AUFGABE A: Gib die Zeilen der Auflistung unverändert wieder: Beginne mit ihrer ersten Zeile und höre nach der Zeile auf, die „column 483, row 608“ enthält. Die Bilder lässt du in deiner Antwort weg.

Dr. Burkhard Göpfert, Maximilian Melles
Rz. 3
Der wichtigste Fall einer Kündigung ist die betriebsbedingte Kündigung. Hierbei setzt der Arbeitgeber eine unternehmerische Entscheidung um, die zum Wegfall von Beschäftigungsmöglichkeiten führt.
I. Befristete und unbefristete Arbeitsverhältnisse
Rz. 4
Arbeitsverträge können grds. unbefristet oder befristet geschlossen werden. Während ein unbefristeter Arbeitsvertrag i.d.R. unter Einhaltung einer Kündigungsfrist ordentlich gekündigt werden kann (wenn nichts Abweichendes geregelt ist, gilt die gesetzliche Kündigungsfrist nach § 622 BGB), kann ein befristeter Vertrag nur dann während seiner Laufzeit ordentlich gekündigt werden, wenn der befristete Vertrag dies ausdrücklich vorsieht (§ 15 Abs. 3 TzBfG).
Rz. 5
Kündigungen unterliegen im Anwendungsbereich des KSchG einer Prüfung dahingehend, ob sie sozial gerechtfertigt sind (§§ 1, 23 KSchG). Befristungen unterliegen demgegenüber der Befristungskontrolle nach dem TzBfG. Danach ist derzeit eine Befristung im Fall der Ersteinstellung für die Dauer von bis zu zwei Jahren sachgrundlos, i.Ü. nur bei Vorliegen eines Befristungsgrundes (§ 14 Abs. 1 Satz 2 Nr. 1–Nr. 8 TzBfG) zulässig.

Einträge aus einer Datensammlung:
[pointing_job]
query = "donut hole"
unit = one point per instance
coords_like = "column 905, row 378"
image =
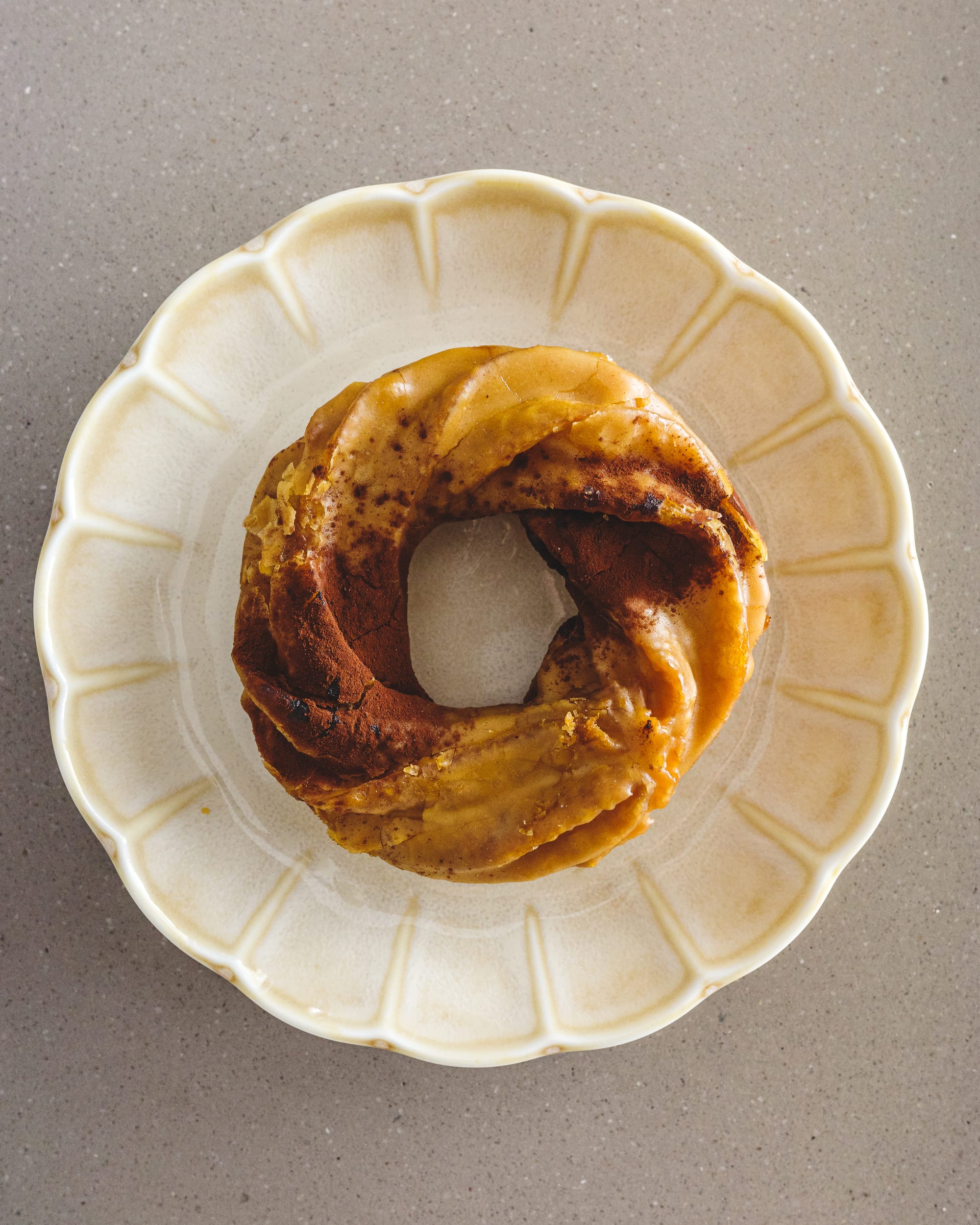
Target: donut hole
column 483, row 608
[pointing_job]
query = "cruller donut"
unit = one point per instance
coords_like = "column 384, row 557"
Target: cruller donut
column 615, row 493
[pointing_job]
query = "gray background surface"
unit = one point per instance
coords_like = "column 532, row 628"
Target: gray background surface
column 832, row 146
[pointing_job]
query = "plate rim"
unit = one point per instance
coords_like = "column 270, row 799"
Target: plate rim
column 384, row 1033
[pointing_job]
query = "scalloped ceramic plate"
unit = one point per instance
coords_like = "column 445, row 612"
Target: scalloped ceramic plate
column 139, row 577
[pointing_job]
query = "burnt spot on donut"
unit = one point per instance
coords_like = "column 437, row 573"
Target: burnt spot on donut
column 651, row 505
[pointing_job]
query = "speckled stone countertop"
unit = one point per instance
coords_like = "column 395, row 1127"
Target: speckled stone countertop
column 833, row 146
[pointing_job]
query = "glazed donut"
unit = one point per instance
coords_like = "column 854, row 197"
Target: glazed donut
column 618, row 495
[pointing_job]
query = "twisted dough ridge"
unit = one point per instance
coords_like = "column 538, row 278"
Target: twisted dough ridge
column 616, row 494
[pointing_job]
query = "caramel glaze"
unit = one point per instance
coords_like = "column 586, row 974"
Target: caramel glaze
column 658, row 552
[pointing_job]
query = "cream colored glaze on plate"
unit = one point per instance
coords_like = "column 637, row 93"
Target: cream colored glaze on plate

AUFGABE B: Welcher Fall einer Kündigung ist laut dem Textauszug der wichtigste?

ANTWORT A:
[pointing_job]
query = "donut hole"
unit = one point per instance
coords_like = "column 905, row 378"
image =
Target: donut hole
column 483, row 608

ANTWORT B: Die betriebsbedingte Kündigung.